QUOTED PASSAGE:
45-46k?? ok i think i will stick to AMD config... so thnx for the last line...


----------



## Piyush (Jan 20, 2011)

@Gaurav

that means u have around 10-11k in ur pocket
so go for sapphire HD 6850 1gb or Zotac Gtx 460 1gb 
both are awesome cards
will even play games smoothly at higher resolutions and settings if u plan to buy a large 
monitor in future


----------



## Cilus (Jan 20, 2011)

+1 to Piyush
HD 6850 or GTX 460 1 GB is a better option as the price difference is only few hundred bucks and performance wise they are much better than the GTX 460 768 MB version. My vote goes to HD 6850


----------



## Piyush (Jan 20, 2011)

same here
6850 is a good OCer too


----------



## coderunknown (Jan 20, 2011)

GauravTensor said:


> oh goodie... btw  i dont need the UPS... the current one is fine.. and i have a sony dvd drive.. so that means total cost is 19.7k (which is nearly the same price as the crap Chirag D-18 Desktop PC that dad bought...god i told him that i will tell him what to get ---but one day i come back from school to find a pc waiting)...
> all that remains is the gfx card... well i can always call you when the time is right... (so gimme your cell number plz)..
> 
> thnx again...



will the current one hold the load of a 20" monitor & a heavy setup? i doubt.

will PM you my number.


----------



## Gaurav Bhattacharjee (Jan 21, 2011)

@Piyush and Cilius    

really i doubt that this family pc will need AMD 6xxx series or even GTX 460...

EXERCISE OBJECTIVE: Reproduce the part of the graphics card thread that opens with the words containing "## coderunknown (Jan" and closes with "setup? i doubt.", swapping "UPS" for "power backup".

GIVEN RECORDS:
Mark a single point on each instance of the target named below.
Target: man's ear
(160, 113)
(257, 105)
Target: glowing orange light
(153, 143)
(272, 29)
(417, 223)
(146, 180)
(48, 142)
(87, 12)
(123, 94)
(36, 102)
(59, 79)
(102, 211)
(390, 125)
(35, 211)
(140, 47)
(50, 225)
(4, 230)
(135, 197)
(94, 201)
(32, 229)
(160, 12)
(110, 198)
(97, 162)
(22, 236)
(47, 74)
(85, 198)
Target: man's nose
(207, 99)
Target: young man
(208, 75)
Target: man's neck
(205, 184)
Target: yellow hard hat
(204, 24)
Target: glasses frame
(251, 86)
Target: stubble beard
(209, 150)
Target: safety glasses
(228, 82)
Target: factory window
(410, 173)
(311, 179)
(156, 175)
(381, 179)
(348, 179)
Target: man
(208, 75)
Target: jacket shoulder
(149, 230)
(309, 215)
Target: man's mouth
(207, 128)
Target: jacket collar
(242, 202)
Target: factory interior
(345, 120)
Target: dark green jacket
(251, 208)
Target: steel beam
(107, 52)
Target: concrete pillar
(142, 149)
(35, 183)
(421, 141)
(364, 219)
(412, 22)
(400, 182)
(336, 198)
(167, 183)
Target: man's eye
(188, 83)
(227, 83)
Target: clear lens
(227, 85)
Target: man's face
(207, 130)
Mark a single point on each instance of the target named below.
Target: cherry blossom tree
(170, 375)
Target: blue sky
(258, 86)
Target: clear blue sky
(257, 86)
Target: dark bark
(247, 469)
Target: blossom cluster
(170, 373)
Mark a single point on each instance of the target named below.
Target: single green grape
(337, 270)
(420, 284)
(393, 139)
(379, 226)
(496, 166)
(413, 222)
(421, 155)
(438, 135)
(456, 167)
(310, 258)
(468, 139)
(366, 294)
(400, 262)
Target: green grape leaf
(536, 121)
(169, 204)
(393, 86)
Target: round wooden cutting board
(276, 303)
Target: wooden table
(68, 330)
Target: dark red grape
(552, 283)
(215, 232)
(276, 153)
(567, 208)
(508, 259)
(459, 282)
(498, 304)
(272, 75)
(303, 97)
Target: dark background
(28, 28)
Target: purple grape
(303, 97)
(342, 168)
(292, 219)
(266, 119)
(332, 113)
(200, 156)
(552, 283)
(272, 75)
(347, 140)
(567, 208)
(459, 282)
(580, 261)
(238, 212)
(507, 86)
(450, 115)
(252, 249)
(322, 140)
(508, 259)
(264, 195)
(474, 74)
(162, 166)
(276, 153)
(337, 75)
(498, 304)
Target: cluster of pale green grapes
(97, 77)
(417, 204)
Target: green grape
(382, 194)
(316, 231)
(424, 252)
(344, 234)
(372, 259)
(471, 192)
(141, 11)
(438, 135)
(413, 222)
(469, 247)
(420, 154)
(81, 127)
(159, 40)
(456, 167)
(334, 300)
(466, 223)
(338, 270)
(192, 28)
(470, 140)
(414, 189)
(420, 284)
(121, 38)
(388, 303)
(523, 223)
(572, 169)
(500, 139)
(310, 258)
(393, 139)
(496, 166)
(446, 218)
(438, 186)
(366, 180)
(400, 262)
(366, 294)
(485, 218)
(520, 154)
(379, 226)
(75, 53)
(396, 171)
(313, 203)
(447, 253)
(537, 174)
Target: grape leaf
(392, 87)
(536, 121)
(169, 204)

FINAL ANSWER:
## coderunknown (Jan 20, 2011)

GauravTensor said:


> oh goodie... btw  i dont need the power backup... the current one is fine.. and i have a sony dvd drive.. so that means total cost is 19.7k (which is nearly the same price as the crap Chirag D-18 Desktop PC that dad bought...god i told him that i will tell him what to get ---but one day i come back from school to find a pc waiting)...
> all that remains is the gfx card... well i can always call you when the time is right... (so gimme your cell number plz)..
> 
> thnx again...



will the current one hold the load of a 20" monitor & a heavy setup? i doubt.